Setze den Forenthread zur Lightworks-Beta im Anschluss an seinen letzten Satz fort.

- **AUSGEWÄHLTER ABSCHNITT**
━━━━━━━━━━━━━━━━
# Lightworks Beta tutorial ?



## Chrismettal (1. Dezember 2010)

Hey
seid kurzer zeit gibts die open beta von Lightworks (programm zum video editieren)

ich habs auf meim Sys perfekt zum laufen gebracht, alles oke (bei Chip.de steht auf windows 7 64  Bit ham sies nie zum laufen gebracht) hab auch Codecs installiert un so
also
Klappt!

aber, ich komm nich damit zurecht  kann mir irgendjemand grundlegende funktionen erklären bzw gleich n Tutorial geben ?
Ich bekomms noch nichmal auf die reihe Videos zu importieren und dann zu schneiden etc.. NICHTS  
whr nice wenn mir jmd helfen kann 
grüzze ^^

Lightworks: Profi-Videoschnitt-Software gratis - News - CHIP Online


----------



## Hombracho (2. Dezember 2010)

Auf der Homepage kannst du dich registrieren. Dort gibt es ein Forum und ein Benutzerhandbuch zum Download:
http://www.lightworksbeta.com/index.php?option=com_jdownloads&view=viewcategory&catid=3&Itemid=214

Übrigens gibt es dort auch eine aktuellere Version zum Download.
━━━━━━━━━━━━━━━━
- **BEREITGESTELLTES MATERIAL**
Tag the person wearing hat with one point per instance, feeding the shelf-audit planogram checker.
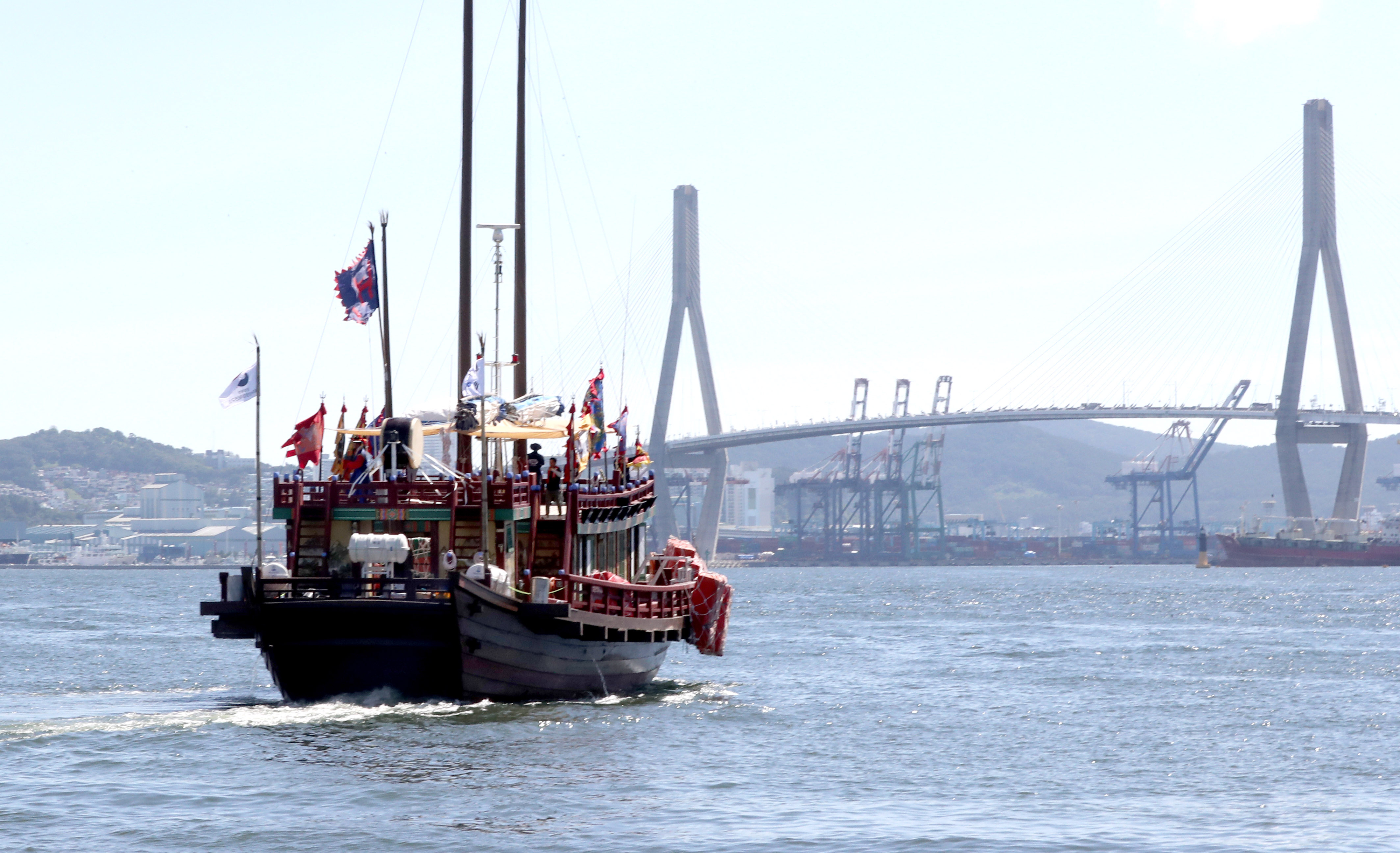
━━━━━━━━━━━━━━━━
- **DIE ANTWORT**
Werde mich die nächsten Tage mal damit befassen. Da ich mich bereits mit Final Cut Pro etwas auskenne, sollte das Programm kein Problem darstellen...

Kann dir dann gerne weiter helfen.


----------



## Chrismettal (2. Dezember 2010)

Ja ich hab mich schon registriert und das handbuch runtergeladen aber das hilft mir nicht  da steht rein garnichts über das importieren von clips drin 

hoffentlich kannst du mir dann helfen 
thx schonmal ^^


----------



## Hombracho (3. Dezember 2010)

Als erstes musst du ja ein neues Projekt anlegen. Dann gibt es auf der linken Seite eine Leiste mit Icons. Dort wähst du das zweite von oben aus. Damit kannst du Clips importieren. Aber nicht vergessen auch Bins anzulegen, in denen das Video abgelegt wird.. Wenn du ein Video importierst, dann brauchst du Quicktime auf deinem Rechner. Und Matrox VFW-Codecs: Matrox Video - Support - Matrox VFW Software Codecs Downloads

Vielleicht hilft dir das erstmal weiter.


----------



## Chrismettal (3. Dezember 2010)

muss ich unbedint quicktime haben ? matrox hab ich installiert

wenn ich einen clip importieren will VERSUCHT er nichtmal wirklich zu importieren wenn icha uf start drücke.. bei liedern oder bildern kommt dann ein Ladebalken zuerst, bei videos sollte das ja auch kommen.. liegt das daran das ich kein quicktime hab?

und muss ich Bins anlegen Bevor ich importiere ?

danke schonmal


----------



## cheater1000 (6. Dezember 2010)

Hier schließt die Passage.